Minimizing decision fatigue to improve team productivity

Derek Lee is the last speaker whose talk I want to say something about: Minimizing decision fatigue, to improve team productivity. The name says it all: he shared with us some ideas on how to improve the team’s productivity, and I’m happy to share them with you as well:

  • Set up an organised project folder. Nothing is more irritating than an unorganised project structure.
  • Start pair programming. Keep focus when working together and become a better developer as a team. It might even be a good idea to pair with someone from another team. Like a developer and a designer, to docross-functional pairing. It might not always be clear to developers whether their work is fully ‘functional’. A close collaboration with a designer can ensure that the app works the way the designer/customer wants it to.
  • Host tech talks during lunch. Talk about new topics, and keep everyone engaged in technology innovation. Way to go team iCapps, because this is exactly what we are doing!
  • Watch over your code organisation, use // MARK: —  for organised code.

Try!Swift is the place to be for iOS & Swift enthusiasts

I could write tons of blog posts about everything I’ve heard and learned at try! Swift, but there just one piece of advice I want to give you. If you’re an iOS or Swift enthusiast like me, make sure to visit Try!Swift. The experience is incredible and you’ll take home a whole lot of new insights and ideas.

= = = = = = =

- [DIRECTIONS]
(a) In the passage, who is the last speaker whose talk the writer comments on?
(b) Please write out the part of the passage starting at "Derek Lee is the" and ending at "wants it to.", word for word.
The material after this passage isn't needed for anything here.

- [SUPPLIED INFORMATION]
= = = = = = =

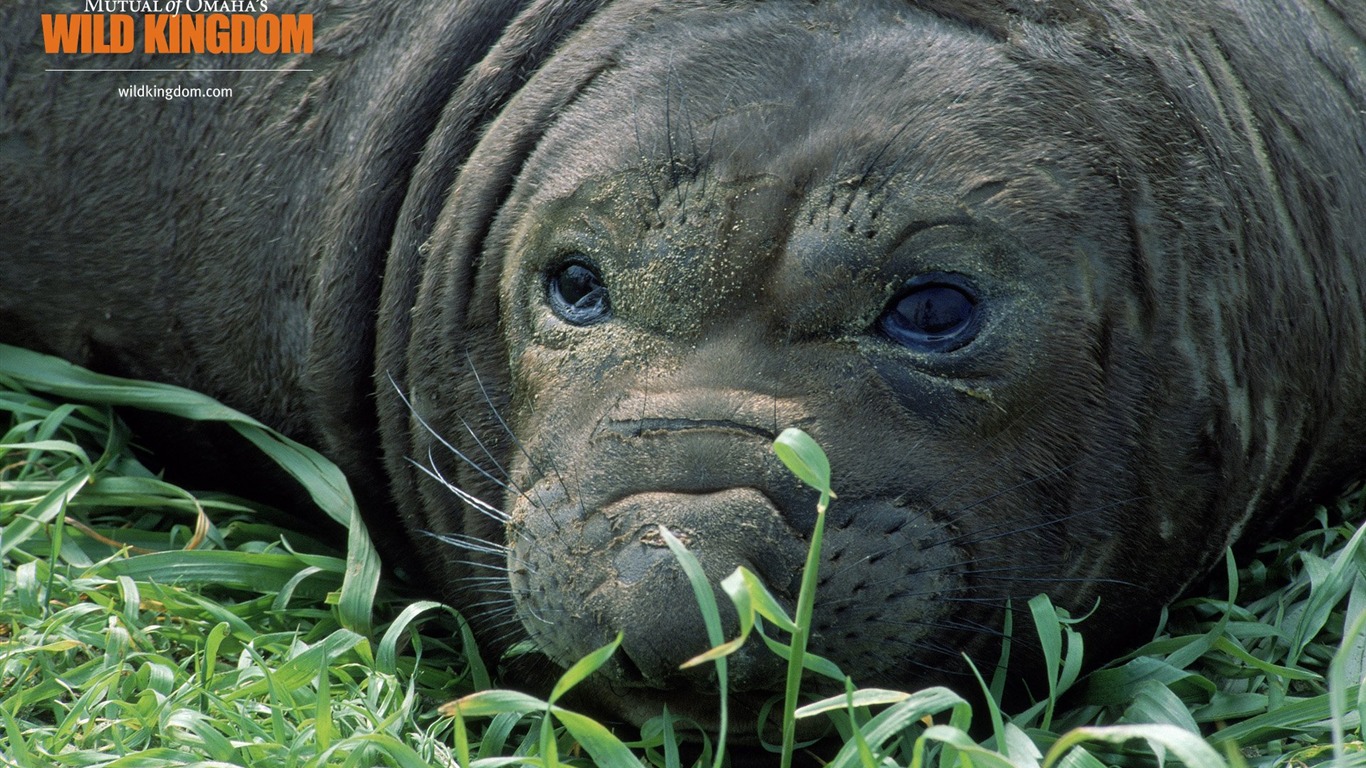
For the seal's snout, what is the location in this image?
[514,488,805,691]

= = = = = = =

- [RESPONSES]
(a) Derek Lee

(b)
Derek Lee is the last speaker whose talk I want to say something about: Minimizing decision fatigue, to improve team productivity. The name says it all: he shared with us some ideas on how to improve the team’s productivity, and I’m happy to share them with you as well:

  • Set up an organised project folder. Nothing is more irritating than an unorganised project structure.
  • Start pair programming. Keep focus when working together and become a better developer as a team. It might even be a good idea to pair with someone from another team. Like a developer and a designer, to docross-functional pairing. It might not always be clear to developers whether their work is fully ‘functional’. A close collaboration with a designer can ensure that the app works the way the designer/customer wants it to.